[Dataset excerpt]
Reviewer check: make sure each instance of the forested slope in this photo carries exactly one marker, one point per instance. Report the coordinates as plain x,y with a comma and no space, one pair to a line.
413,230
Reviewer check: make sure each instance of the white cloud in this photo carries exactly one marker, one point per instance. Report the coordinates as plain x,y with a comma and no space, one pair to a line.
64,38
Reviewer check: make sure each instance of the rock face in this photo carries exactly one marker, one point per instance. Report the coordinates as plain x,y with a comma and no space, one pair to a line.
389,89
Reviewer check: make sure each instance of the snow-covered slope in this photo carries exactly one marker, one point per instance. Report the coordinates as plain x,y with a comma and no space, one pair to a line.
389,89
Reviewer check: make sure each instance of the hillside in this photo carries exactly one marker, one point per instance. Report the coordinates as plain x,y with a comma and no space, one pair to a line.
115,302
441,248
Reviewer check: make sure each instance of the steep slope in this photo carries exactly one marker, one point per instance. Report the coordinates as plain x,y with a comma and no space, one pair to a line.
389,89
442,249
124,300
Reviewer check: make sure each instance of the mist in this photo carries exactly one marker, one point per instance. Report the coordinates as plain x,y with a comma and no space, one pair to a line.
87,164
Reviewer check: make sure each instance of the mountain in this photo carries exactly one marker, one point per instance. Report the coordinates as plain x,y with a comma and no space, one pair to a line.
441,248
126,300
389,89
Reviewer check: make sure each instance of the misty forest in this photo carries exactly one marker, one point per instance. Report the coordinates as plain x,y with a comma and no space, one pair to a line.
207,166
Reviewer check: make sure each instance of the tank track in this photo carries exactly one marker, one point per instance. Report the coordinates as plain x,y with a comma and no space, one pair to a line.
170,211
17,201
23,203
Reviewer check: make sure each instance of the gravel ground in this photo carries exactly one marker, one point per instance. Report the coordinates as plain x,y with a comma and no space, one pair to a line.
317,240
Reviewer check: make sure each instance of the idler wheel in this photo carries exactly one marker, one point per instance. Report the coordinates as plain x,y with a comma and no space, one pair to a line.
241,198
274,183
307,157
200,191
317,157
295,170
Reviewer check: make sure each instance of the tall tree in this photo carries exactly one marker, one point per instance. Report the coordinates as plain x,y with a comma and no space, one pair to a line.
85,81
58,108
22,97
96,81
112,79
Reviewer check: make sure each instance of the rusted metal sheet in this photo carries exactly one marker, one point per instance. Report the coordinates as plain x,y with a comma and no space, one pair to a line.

> EXERCISE AIM:
The records above need to be transcribed in full. Keep every character unchanged.

> OUTPUT OF THE EXERCISE:
Reviewer check: make sure each instance of the forested slope in this photo carries exactly one marker, one point per instance. Report the coordinates as plain x,y with a comma and no space, one pair to a line.
413,230
Reviewer check: make sure each instance of the white cloud in this photo carries exactly one marker, one point per instance. Report the coordinates as plain x,y with a comma and no space, one pair to a line.
64,38
Reviewer check: make sure each instance of the rock face in this photo carries exactly one marker, one point per instance. Report the coordinates as plain x,y with a comma and no space, one pair to a line.
389,89
Reviewer check: make sure each instance of the snow-covered slope in this photo carries exactly one marker, one point per instance. Report the coordinates as plain x,y with a comma and no space, one pair to a line.
389,89
Reviewer check: make sure each instance of the hillside in this photo carries exactly one marker, one point per instance. Report the coordinates as plain x,y with a comma and no space, one pair to a line.
115,302
441,248
Reviewer check: make sure each instance of the steep slope in this photo carries exactly one marker, one point per instance. Report the coordinates as plain x,y with a comma and no space, one pair to a line.
389,89
442,249
124,300
Reviewer check: make sure each instance of the mist in this photo carries exactly one marker, one point per instance. Report the coordinates as plain x,y with a comma and no space, one pair to a line.
87,164
Reviewer check: make sure each instance of the mountain in this photo carries exactly one marker, one point per instance. Report the coordinates as plain x,y with a comma and no space, one pair to a line.
441,248
126,300
389,89
Reviewer check: make sure each instance of the misty forest in this photo carries exactly one marker, one point per instance. Report the coordinates as plain x,y with a comma and no space, one pair to a line.
207,166
Reviewer check: make sure each instance of the tank track in this photo carries exactly one marker, one point per instance. Report the coordinates as plain x,y with a comma and no space, one pair to a line.
170,211
17,201
23,203
Reviewer check: make sure each instance of the gravel ground in this photo carries exactly one marker, one point per instance. Report the coordinates as plain x,y with a comma and no space, one pair to a line.
317,240
Reviewer check: make sure each instance of the idler wheel in this photo carries exactly one marker, one point per instance. Report the coordinates as plain x,y with a comma and no space, one pair to a line.
241,198
274,183
307,157
200,191
317,157
295,170
Reviewer check: make sure each instance of the tall tree in this photo carries exactly one marker, one point per instance. Report the coordinates as plain x,y with a comma and no space, one pair to a line.
85,81
58,108
22,97
96,81
112,79
Reviewer check: make sure each instance of the rusted metal sheet in this photo carries exactly one marker, one point per instance. Report the coordinates as plain x,y with a comma and no space, one pair to a line.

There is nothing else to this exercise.